* _AIM OF THE TASK_:
Retype the data below line for line, beginning at the line that contains "yellow scarf, each" and continuing through the end of the data. Leave the pictures out of your copy.

* _RECORDS PROVIDED_:
## begin

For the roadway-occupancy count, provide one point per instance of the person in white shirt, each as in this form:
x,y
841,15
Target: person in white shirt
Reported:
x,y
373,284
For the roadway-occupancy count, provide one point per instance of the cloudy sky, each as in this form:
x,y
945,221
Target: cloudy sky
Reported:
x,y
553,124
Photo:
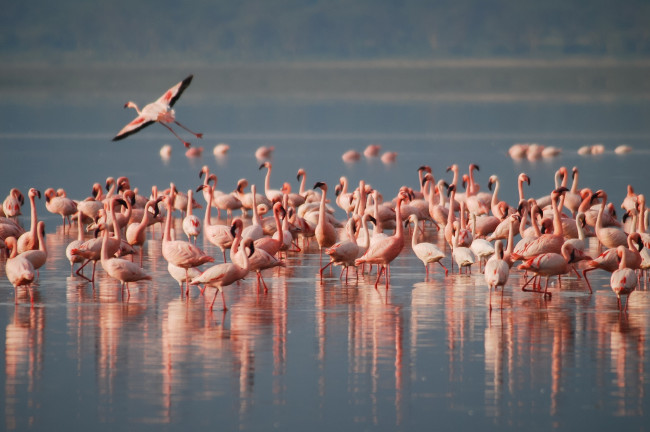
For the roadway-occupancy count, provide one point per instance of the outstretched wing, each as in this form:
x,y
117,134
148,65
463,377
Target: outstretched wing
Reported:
x,y
171,96
135,125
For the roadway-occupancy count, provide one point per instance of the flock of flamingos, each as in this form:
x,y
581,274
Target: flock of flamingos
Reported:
x,y
552,230
544,237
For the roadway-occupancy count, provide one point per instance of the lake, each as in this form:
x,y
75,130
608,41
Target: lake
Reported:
x,y
311,353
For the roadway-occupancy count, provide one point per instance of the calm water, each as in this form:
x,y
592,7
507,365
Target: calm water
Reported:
x,y
311,354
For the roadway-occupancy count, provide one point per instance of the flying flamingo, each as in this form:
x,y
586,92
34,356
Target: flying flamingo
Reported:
x,y
158,111
497,271
180,253
19,270
385,250
29,239
425,251
623,280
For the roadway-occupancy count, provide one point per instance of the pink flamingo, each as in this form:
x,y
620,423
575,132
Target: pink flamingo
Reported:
x,y
60,205
19,270
552,264
180,253
219,235
136,232
12,203
623,280
324,232
191,223
158,111
38,257
385,250
29,239
426,252
496,271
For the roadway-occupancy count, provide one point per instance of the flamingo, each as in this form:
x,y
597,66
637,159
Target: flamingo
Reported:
x,y
425,251
136,232
19,270
29,239
60,205
38,257
191,223
344,252
385,250
158,111
324,232
219,235
12,203
180,253
497,271
118,268
623,280
271,194
75,244
552,264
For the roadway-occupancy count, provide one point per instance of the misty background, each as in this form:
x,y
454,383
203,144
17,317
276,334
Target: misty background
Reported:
x,y
205,31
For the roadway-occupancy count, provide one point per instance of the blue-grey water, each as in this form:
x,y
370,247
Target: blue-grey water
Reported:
x,y
310,354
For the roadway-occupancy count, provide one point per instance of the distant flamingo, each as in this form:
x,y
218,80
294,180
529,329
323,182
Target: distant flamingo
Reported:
x,y
158,111
19,270
497,271
29,239
623,280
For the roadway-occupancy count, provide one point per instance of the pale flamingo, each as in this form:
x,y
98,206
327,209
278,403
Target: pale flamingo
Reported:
x,y
271,194
497,271
610,237
325,232
12,203
219,235
191,223
426,252
61,205
345,252
29,239
38,257
272,245
255,230
623,280
181,253
19,270
158,111
118,268
463,255
75,244
551,264
136,233
384,251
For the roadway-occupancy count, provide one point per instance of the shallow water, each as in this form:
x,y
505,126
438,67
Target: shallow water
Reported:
x,y
310,353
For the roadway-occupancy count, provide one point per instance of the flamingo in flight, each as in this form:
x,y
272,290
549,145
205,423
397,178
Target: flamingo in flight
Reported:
x,y
158,111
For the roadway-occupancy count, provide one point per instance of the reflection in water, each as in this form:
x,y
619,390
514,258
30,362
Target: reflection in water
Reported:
x,y
24,353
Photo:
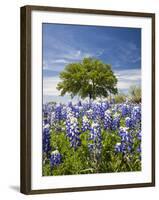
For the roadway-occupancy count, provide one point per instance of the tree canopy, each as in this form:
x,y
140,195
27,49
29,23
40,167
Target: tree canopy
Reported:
x,y
89,78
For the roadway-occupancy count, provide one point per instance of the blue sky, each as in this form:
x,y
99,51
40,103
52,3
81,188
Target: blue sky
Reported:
x,y
63,44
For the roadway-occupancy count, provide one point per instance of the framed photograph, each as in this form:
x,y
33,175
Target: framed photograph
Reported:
x,y
87,99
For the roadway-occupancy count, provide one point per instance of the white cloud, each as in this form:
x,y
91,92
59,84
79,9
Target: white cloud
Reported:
x,y
127,78
49,86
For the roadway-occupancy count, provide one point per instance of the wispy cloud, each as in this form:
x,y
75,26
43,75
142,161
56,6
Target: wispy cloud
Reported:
x,y
127,78
49,86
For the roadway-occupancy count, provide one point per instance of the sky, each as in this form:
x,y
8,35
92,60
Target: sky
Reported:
x,y
64,44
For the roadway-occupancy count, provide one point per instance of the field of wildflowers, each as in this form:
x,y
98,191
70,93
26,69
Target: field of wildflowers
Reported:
x,y
91,137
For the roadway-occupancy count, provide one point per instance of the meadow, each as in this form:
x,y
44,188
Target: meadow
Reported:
x,y
91,137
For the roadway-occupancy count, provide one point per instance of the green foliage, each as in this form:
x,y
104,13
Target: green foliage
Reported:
x,y
135,94
90,78
120,98
79,161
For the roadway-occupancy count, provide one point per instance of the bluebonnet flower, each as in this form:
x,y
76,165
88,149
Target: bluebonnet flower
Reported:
x,y
136,114
115,122
95,136
107,121
125,110
72,131
139,135
55,158
58,112
85,123
129,122
46,139
126,141
89,114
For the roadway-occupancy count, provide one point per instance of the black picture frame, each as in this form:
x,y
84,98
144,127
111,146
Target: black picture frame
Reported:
x,y
25,182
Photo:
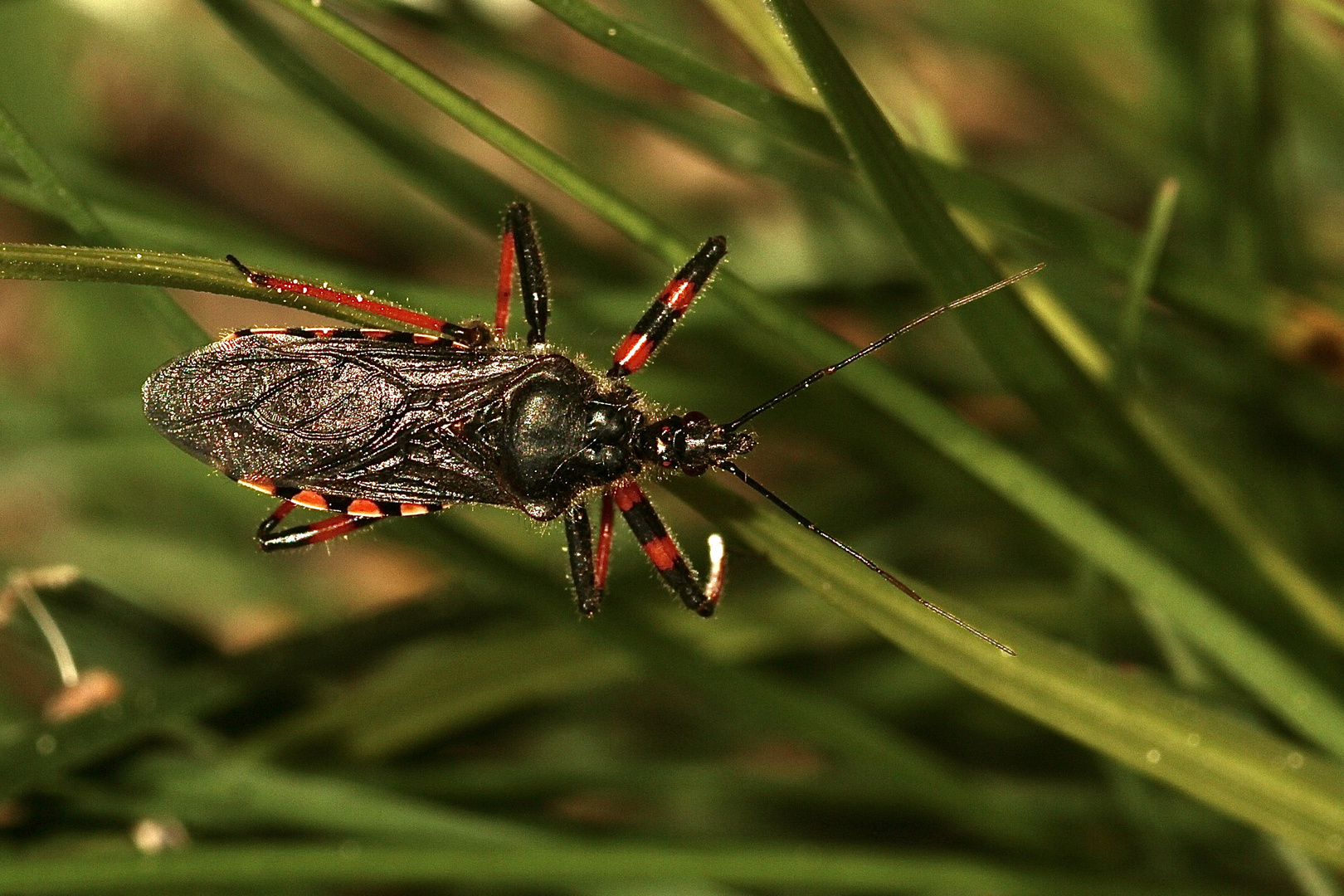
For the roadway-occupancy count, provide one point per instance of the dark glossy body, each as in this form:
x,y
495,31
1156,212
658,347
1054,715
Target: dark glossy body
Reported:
x,y
398,422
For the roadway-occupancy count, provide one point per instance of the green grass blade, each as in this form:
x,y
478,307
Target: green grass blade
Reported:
x,y
1242,653
241,794
789,867
21,261
1215,757
791,119
463,187
1142,275
71,208
754,27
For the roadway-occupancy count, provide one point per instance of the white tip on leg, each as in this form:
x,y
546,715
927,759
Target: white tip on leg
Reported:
x,y
717,567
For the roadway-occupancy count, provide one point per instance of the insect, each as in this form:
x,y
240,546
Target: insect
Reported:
x,y
373,423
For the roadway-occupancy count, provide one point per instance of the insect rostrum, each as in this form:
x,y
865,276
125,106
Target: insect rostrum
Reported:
x,y
371,423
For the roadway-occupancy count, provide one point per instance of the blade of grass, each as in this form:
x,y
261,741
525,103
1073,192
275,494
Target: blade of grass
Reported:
x,y
1142,278
236,793
459,184
955,264
754,27
1244,655
802,124
82,221
1328,8
22,261
1215,757
1218,496
791,867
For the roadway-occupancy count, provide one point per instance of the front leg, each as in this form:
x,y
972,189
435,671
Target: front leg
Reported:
x,y
665,555
578,533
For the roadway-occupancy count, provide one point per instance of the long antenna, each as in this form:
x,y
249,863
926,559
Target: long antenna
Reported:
x,y
828,371
728,466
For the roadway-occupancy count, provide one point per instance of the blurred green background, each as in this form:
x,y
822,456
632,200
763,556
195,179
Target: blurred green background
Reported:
x,y
1131,469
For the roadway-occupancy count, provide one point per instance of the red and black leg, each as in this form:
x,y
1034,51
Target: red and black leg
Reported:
x,y
299,536
461,336
667,309
587,568
519,245
351,514
665,553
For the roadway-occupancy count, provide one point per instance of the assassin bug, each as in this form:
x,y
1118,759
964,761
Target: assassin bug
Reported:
x,y
370,423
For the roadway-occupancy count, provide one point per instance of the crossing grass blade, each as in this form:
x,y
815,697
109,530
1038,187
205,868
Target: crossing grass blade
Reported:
x,y
84,222
1214,755
835,869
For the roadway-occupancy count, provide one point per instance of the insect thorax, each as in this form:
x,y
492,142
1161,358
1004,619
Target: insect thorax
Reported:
x,y
558,434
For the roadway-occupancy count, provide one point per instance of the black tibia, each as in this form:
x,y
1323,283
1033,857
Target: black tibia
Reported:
x,y
531,271
704,262
578,531
661,550
299,536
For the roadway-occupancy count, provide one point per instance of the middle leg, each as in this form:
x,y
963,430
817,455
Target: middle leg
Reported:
x,y
311,533
587,568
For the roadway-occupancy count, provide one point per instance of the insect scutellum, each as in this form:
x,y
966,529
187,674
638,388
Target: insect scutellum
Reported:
x,y
370,423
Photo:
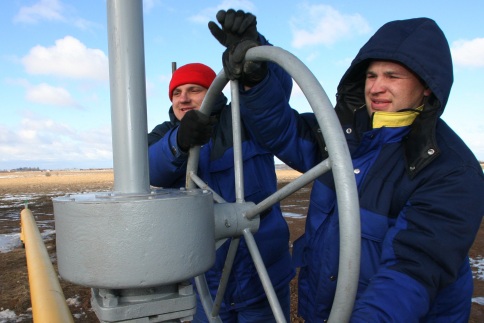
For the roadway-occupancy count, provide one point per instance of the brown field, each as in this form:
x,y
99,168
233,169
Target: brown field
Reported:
x,y
14,286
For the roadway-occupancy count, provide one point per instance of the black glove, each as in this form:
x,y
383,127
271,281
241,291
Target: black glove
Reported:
x,y
236,26
238,34
195,129
236,67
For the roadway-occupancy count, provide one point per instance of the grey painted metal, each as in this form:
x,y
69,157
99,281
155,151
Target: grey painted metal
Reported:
x,y
200,183
114,241
168,303
128,96
347,196
290,188
230,220
206,298
228,264
264,276
236,132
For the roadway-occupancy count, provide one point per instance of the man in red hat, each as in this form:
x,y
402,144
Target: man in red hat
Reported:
x,y
169,142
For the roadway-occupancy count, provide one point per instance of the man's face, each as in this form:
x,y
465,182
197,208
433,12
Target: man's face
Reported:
x,y
187,97
390,86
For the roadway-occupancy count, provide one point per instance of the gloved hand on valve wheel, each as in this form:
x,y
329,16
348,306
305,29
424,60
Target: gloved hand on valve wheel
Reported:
x,y
238,35
195,129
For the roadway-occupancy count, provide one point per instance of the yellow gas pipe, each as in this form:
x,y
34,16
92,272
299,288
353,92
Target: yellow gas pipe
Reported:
x,y
48,300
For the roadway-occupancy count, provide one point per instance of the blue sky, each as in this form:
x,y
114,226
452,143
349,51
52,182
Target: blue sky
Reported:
x,y
55,103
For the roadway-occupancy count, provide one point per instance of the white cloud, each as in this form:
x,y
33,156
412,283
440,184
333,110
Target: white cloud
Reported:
x,y
68,58
322,24
50,95
468,53
208,14
43,10
40,141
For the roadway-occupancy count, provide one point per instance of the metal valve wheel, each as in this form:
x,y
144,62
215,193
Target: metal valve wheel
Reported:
x,y
339,162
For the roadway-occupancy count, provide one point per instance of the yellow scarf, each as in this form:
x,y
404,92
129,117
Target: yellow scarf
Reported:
x,y
395,119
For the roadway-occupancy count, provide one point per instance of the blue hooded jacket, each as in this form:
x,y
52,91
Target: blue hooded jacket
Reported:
x,y
420,189
167,165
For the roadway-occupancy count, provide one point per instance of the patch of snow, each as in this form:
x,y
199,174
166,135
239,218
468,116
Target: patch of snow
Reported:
x,y
9,241
293,215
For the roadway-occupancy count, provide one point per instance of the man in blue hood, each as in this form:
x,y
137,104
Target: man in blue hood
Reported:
x,y
420,187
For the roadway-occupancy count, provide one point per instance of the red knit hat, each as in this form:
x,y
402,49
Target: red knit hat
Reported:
x,y
194,73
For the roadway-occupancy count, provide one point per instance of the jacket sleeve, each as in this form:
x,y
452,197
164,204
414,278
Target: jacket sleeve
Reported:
x,y
426,251
283,131
167,163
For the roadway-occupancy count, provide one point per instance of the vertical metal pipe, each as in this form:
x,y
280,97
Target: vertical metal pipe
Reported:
x,y
236,130
128,96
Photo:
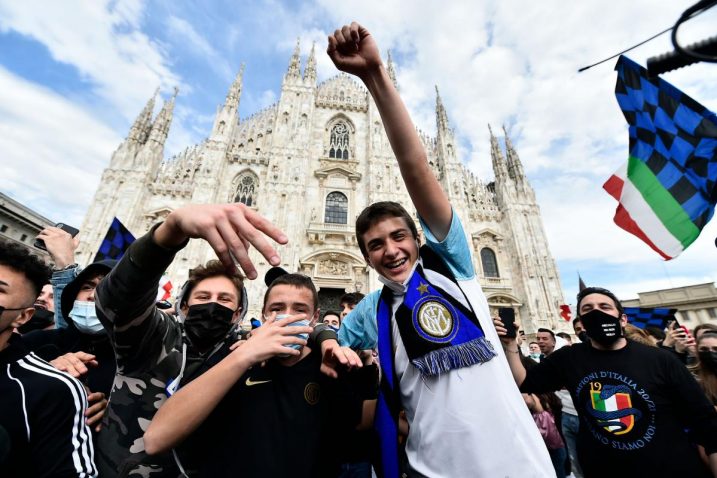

## end

* _EXERCISE ANSWER_:
For the roadway-occupancy count, provide one point per instance of the yellow scarf, each as in this form:
x,y
404,92
129,117
Target: yellow scarf
Reported:
x,y
395,119
For the roadway-occupancy count, provide one point per instance of the blue hooded jacket, each as in this form:
x,y
52,91
Target: blue hooded jacket
Reported:
x,y
420,189
167,165
For the roadway-occupancy count, provide one point per instance of the patch of snow, each as in this form:
x,y
199,174
166,135
239,218
468,116
Target: patch of snow
Reported:
x,y
9,241
293,215
For the roadway-occupancy count, provide one point per instance of the man in blue hood, each as in this form:
x,y
137,104
Target: man in blue hood
Reported:
x,y
420,187
For the roadway-occupancy count, provide one point per instance of the red knit hat, each as in this form:
x,y
402,49
Target: red knit hat
Reported:
x,y
194,73
For the roadway-occupancy count, provide one point per instance of the jacket sleeve, each as in this form:
x,y
452,197
164,204
414,278
Target: jacket sleeve
Reported:
x,y
426,251
283,131
167,163
For the roadway-occupancy count, provide one point per instance of the vertical metal pipe, each as in this form:
x,y
280,97
Target: vertical metal pipe
Reported:
x,y
236,130
128,96
Photo:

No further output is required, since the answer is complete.